** Begin INFORMATION PROVIDED **

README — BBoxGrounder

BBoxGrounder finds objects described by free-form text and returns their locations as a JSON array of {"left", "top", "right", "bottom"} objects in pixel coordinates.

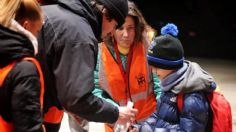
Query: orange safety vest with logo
[
  {"left": 99, "top": 43, "right": 156, "bottom": 122},
  {"left": 0, "top": 57, "right": 45, "bottom": 132}
]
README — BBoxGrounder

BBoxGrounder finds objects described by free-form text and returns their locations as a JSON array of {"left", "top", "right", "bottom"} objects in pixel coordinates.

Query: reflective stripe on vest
[
  {"left": 0, "top": 57, "right": 45, "bottom": 132},
  {"left": 44, "top": 106, "right": 64, "bottom": 124},
  {"left": 99, "top": 43, "right": 156, "bottom": 121}
]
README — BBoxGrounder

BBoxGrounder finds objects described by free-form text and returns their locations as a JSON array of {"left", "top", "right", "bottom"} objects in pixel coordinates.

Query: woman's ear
[
  {"left": 102, "top": 6, "right": 107, "bottom": 14},
  {"left": 21, "top": 20, "right": 29, "bottom": 30}
]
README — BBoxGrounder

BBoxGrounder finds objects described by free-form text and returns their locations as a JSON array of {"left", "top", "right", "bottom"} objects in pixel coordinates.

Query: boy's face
[{"left": 152, "top": 66, "right": 174, "bottom": 80}]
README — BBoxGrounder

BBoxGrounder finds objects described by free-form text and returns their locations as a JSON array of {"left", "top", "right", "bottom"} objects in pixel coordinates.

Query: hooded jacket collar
[
  {"left": 0, "top": 25, "right": 34, "bottom": 68},
  {"left": 161, "top": 61, "right": 216, "bottom": 94}
]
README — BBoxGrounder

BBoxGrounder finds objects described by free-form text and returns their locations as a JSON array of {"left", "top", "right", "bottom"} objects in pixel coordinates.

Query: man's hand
[{"left": 116, "top": 106, "right": 138, "bottom": 125}]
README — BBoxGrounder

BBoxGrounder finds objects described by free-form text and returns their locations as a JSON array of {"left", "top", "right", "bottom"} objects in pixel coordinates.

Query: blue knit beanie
[{"left": 147, "top": 23, "right": 184, "bottom": 69}]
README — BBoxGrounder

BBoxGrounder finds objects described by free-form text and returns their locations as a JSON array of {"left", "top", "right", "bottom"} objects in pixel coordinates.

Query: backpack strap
[{"left": 177, "top": 93, "right": 184, "bottom": 112}]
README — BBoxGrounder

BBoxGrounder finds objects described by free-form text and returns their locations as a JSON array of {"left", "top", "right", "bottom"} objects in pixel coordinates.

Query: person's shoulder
[
  {"left": 12, "top": 60, "right": 38, "bottom": 77},
  {"left": 184, "top": 92, "right": 208, "bottom": 111}
]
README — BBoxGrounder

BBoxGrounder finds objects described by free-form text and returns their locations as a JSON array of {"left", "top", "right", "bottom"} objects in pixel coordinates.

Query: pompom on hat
[{"left": 147, "top": 23, "right": 184, "bottom": 70}]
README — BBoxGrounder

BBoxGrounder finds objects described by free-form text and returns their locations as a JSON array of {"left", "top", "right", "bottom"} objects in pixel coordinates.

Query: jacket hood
[
  {"left": 161, "top": 61, "right": 216, "bottom": 94},
  {"left": 0, "top": 25, "right": 34, "bottom": 68},
  {"left": 58, "top": 0, "right": 102, "bottom": 40}
]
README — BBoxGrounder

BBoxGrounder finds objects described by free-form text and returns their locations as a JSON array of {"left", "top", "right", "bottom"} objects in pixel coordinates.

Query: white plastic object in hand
[{"left": 114, "top": 101, "right": 134, "bottom": 132}]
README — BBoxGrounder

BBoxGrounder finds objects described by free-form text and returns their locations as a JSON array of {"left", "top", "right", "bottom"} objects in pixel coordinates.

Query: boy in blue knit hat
[{"left": 140, "top": 24, "right": 216, "bottom": 132}]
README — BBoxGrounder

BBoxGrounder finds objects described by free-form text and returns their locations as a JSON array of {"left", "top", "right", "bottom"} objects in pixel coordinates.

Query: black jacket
[
  {"left": 0, "top": 25, "right": 43, "bottom": 132},
  {"left": 38, "top": 0, "right": 119, "bottom": 123}
]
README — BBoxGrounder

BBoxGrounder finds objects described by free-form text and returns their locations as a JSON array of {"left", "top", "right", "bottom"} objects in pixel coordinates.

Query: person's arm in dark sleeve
[
  {"left": 10, "top": 61, "right": 43, "bottom": 132},
  {"left": 54, "top": 42, "right": 119, "bottom": 123}
]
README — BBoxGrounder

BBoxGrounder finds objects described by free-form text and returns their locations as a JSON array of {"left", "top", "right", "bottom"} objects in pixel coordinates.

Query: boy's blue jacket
[{"left": 140, "top": 61, "right": 216, "bottom": 132}]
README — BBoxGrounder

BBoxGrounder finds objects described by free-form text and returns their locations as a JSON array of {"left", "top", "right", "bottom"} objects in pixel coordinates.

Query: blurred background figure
[{"left": 0, "top": 0, "right": 44, "bottom": 132}]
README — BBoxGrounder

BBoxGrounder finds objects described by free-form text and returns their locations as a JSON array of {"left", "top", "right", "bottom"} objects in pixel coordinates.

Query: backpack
[{"left": 177, "top": 91, "right": 232, "bottom": 132}]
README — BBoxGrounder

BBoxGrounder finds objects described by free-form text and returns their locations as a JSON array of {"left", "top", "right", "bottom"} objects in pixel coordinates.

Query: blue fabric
[
  {"left": 160, "top": 63, "right": 188, "bottom": 91},
  {"left": 140, "top": 92, "right": 209, "bottom": 132},
  {"left": 147, "top": 55, "right": 184, "bottom": 66}
]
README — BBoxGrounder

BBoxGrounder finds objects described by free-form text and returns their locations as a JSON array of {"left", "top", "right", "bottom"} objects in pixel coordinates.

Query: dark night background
[
  {"left": 39, "top": 0, "right": 236, "bottom": 60},
  {"left": 133, "top": 0, "right": 236, "bottom": 60}
]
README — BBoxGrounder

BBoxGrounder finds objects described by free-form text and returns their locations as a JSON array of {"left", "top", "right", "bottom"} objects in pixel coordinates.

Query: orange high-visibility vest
[
  {"left": 99, "top": 43, "right": 156, "bottom": 122},
  {"left": 0, "top": 57, "right": 45, "bottom": 132}
]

** End INFORMATION PROVIDED **

= WHAT THE EXERCISE ASKS =
Pick out each line in the records above that contains the word "background", and copy those lines without changes.

= REPLY =
Query: blurred background figure
Query: dark night background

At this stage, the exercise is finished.